Challenge ::
Which lines of the rows below contain the string "Target"? Report each of those lines in full.

### Material for this task

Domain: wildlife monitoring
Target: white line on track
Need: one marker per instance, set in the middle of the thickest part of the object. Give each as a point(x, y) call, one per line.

######
### Material for this task

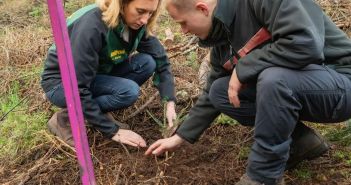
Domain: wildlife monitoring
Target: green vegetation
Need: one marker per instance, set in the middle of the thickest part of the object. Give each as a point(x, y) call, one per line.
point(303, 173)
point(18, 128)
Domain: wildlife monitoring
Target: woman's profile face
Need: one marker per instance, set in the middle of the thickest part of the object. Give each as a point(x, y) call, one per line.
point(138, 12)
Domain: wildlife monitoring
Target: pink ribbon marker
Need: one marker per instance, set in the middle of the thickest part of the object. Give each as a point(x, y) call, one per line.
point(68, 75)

######

Response to the task ::
Target: white line on track
Target: green vegetation
Target: woman's profile face
Target: pink ribbon marker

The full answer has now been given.